▶ **Study text**:
After a federal appeals court upheld an Ohio law to cut off state funding to abortion providers last week, the Ohio Department of Health informed Planned Parenthood on Thursday that its flow of state dollars will cease in 30 days.

A 2016 law signed into effect by then-Gov. John Kasich sought to slash Planned Parenthood’s funding because the organization performs abortions. The law was originally struck down by a federal district judge, then by a three-judge panel of the 6th U.S. Circuit Court of Appeals. But the full appellate court upheld the measure, reversing the other judges' findings.

As of Tuesday — when the law went into affect — the state health department was supposed to comply with the ruling and terminate funding to abortion providers, sending off its 30-day notice to abortion providers.

"We are simply following the direction of the General Assembly," said Gov. Mike DeWine — who has long opposed abortion and supports the controversial "heartbeat bill."

Iris Harvey, president of Planned Parenthood of Greater Ohio, called the announcement “heartless.”

“Ohio continues to put politics over people, putting them at greater risk,” Harvey said. “This isn’t about politics, this is about lifesaving health care.”

Planned Parenthood asked the 6th Circuit to delay the law from going into effect while the organization prepares an appeal to the U.S. Supreme Court.

However, in a court filing, new state Health Director Amy Acton said the request was a “very effective delay tactic,” noting that Planned Parenthood never said it was filing a petition with the Supreme Court in its original motion. Acton added that Planned Parenthood’s case is unlikely to prevail in front of the Supreme Court.

Acton said Planned Parenthood will not suffer financial harm from the termination of state money. The health department shows Planned Parenthood received nearly $596,000 in state funding in 2018.

▶ **Raw data**:
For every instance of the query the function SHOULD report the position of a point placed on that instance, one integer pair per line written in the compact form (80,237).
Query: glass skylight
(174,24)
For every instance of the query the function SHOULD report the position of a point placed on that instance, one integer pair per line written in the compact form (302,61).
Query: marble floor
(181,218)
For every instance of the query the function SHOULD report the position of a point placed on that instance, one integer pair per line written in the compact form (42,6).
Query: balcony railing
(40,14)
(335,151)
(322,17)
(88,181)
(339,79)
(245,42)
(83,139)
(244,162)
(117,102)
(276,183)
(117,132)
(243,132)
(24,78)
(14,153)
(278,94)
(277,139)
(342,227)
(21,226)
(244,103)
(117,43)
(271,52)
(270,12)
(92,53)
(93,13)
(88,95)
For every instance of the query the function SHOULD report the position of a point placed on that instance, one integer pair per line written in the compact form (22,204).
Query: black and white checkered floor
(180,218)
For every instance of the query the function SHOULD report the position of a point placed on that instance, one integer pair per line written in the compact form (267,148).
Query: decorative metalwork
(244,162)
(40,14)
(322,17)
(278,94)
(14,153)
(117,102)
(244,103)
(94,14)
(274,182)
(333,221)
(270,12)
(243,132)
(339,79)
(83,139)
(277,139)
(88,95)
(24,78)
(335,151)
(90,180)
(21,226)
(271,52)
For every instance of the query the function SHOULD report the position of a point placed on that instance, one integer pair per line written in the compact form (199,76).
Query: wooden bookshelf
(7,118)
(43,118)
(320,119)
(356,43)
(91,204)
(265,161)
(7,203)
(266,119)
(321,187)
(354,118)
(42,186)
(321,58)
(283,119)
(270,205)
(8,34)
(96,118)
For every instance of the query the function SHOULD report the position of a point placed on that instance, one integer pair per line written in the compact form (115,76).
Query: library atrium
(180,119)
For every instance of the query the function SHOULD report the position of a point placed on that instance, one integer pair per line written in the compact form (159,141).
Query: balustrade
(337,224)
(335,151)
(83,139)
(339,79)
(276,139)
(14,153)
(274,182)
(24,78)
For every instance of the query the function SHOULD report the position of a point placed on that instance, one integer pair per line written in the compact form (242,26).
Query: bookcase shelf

--

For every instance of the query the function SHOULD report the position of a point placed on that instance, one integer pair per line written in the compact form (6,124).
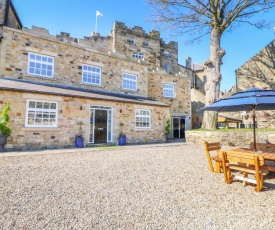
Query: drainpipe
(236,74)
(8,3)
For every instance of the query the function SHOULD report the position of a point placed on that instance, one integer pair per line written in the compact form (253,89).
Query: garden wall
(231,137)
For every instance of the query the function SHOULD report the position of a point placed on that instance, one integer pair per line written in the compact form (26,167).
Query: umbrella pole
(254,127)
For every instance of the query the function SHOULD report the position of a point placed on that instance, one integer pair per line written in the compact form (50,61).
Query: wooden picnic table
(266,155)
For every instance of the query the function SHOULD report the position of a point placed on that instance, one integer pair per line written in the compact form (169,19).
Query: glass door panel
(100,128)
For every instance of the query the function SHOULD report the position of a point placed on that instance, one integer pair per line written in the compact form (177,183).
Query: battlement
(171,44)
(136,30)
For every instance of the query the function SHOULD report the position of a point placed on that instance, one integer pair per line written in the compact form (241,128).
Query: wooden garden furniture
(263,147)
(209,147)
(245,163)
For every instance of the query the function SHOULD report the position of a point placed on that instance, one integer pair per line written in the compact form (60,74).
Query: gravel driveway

▶ **Task instructions**:
1 – In the article on Ohio's Planned Parenthood funding, why did Amy Acton call Planned Parenthood's request a "very effective delay tactic"? Answer in one to three sentences.
2 – Write the next part of the article on Ohio's Planned Parenthood funding, picking up after its final sentence.
The material comes from a source unrelated to the article on Ohio's Planned Parenthood funding.

▶ **Answers by item**:
1 – Acton pointed out that Planned Parenthood's original motion never said it was filing a petition with the U.S. Supreme Court.

2 –
“It will not be injured at all,” she said in the motion. "Planned Parenthood claims that it will have to cut programs if it loses state funding. That claim is dubious. … Ohio’s taxpayers should not be on the hook for additional payments — payments to which Planned Parenthood is not entitled, and that Ohio will be unable to reclaim — simply because Planned Parenthood failed to plan ahead.”

Planned Parenthood officials argue the state's action stunts funding for services that reduce infant mortality rates, prevent violence against women and provide cancer screenings, HIV tests and sex education.

The decision from the health department came just hours before a federal judge temporarily blocked a separate state law that bans dilation and evacuation abortions from taking affect.

“Because of this ruling, clinics will still be able to provide the same excellent level of care today that they did yesterday," NARAL Pro-Choice Ohio Deputy Director Jaime Miracle said. "We are appreciative of this temporary relief. We are hopeful as the case continues through the process and all the evidence can be presented, Ohio will follow the other states where courts have blocked similar bans."

The method is the most common used in second-trimester abortions. In a "D&E," a woman’s cervix is dilated and the fetus is removed using suction and surgical instruments. A law banning the method was signed by Kasich in late 2018. Planned Parenthood and other abortion-rights supporters sued over the law in mid-February.

“As a society we cannot in good conscious allow a procedure that dismembers a living unborn baby to continue,” Ohio Right to Life President Mike Gonidakis said. “We don't stand for that sort of treatment of any other living creature, and we won't stand for it when its being done to the most vulnerable among us.”